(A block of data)
§
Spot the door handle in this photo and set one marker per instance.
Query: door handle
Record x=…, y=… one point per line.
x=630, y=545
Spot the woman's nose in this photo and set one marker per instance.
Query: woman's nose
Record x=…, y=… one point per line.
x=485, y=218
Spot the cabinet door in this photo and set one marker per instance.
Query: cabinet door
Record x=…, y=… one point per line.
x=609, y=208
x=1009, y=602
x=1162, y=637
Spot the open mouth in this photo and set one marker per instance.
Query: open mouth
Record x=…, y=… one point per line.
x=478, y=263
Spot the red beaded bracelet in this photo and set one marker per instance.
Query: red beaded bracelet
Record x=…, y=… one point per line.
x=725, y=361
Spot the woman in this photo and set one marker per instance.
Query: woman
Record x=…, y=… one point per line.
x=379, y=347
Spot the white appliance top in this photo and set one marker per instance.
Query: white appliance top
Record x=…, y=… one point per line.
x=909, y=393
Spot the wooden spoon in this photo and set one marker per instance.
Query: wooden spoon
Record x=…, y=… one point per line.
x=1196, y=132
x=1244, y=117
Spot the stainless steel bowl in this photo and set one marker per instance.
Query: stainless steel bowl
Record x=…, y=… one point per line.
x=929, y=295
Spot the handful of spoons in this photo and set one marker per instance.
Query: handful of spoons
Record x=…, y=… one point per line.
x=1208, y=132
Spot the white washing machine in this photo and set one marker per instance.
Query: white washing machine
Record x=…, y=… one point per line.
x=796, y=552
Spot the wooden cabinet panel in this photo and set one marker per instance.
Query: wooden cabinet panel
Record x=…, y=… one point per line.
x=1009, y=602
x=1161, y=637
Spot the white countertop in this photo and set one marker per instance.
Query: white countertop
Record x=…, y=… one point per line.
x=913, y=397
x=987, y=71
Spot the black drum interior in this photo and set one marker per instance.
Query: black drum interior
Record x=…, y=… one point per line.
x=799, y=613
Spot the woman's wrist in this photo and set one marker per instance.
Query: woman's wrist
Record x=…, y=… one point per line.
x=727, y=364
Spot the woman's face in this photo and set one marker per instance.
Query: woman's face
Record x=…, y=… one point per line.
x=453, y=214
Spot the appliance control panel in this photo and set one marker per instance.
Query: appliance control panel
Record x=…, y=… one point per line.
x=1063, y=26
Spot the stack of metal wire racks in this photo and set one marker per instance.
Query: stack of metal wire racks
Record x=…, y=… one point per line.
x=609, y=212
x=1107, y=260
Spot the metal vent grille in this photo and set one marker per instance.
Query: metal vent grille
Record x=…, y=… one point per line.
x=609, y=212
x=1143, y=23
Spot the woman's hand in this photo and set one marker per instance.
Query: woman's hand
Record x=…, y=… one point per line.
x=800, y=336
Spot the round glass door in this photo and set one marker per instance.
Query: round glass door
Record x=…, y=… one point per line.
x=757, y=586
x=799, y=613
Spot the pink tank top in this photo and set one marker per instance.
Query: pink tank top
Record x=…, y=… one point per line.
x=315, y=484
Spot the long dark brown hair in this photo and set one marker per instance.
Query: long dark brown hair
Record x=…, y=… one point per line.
§
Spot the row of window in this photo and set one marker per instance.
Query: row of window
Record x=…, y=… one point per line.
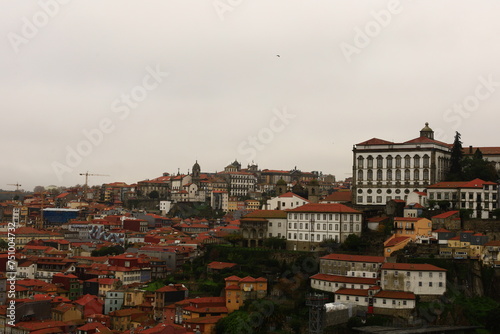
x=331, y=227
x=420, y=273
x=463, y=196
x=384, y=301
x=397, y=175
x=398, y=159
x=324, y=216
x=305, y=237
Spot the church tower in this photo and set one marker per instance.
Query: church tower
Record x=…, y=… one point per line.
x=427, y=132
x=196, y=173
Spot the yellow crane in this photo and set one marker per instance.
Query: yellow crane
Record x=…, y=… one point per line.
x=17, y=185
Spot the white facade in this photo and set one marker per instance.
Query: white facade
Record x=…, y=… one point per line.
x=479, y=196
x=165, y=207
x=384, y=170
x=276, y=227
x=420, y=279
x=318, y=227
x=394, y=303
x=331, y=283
§
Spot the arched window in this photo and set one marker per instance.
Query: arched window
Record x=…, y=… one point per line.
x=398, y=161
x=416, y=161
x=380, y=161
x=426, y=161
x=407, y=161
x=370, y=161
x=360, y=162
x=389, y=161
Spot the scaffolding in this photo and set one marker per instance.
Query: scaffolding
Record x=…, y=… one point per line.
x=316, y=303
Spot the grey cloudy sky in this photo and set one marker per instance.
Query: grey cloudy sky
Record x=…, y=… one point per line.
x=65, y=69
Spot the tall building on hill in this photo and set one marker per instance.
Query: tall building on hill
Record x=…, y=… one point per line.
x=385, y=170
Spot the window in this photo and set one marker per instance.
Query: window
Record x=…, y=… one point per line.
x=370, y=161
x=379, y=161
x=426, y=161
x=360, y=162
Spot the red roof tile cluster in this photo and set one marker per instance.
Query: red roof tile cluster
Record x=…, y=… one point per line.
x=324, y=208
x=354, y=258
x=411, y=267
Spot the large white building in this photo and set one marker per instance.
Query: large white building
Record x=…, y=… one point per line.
§
*What the task asks:*
Can you give the items again from the line with "Spot the scaffolding" to the line with "x=411, y=267", replacing "marker" with "pin" and keeping everything else the same?

*Solution to the problem:*
Spot the scaffolding in this photo and set one pin per instance.
Query: scaffolding
Record x=…, y=… one point per line.
x=316, y=303
Spot the grey cloudy sky in this photo and set one pin per instance.
Query: grey cloudy sky
Record x=…, y=… one point per line.
x=65, y=69
Spot the tall building on hill in this photo and set one pin per instance.
Query: tall building on hill
Record x=…, y=… one point per line.
x=385, y=170
Spot the window in this photo and set one pin per instance.
Query: window
Record x=…, y=… one point per line.
x=370, y=161
x=379, y=161
x=426, y=161
x=360, y=162
Spot the red roof tile cluster in this photo and set one pin per instance.
Query: red roof tile cluster
Record x=…, y=… one point per line.
x=324, y=208
x=354, y=258
x=411, y=267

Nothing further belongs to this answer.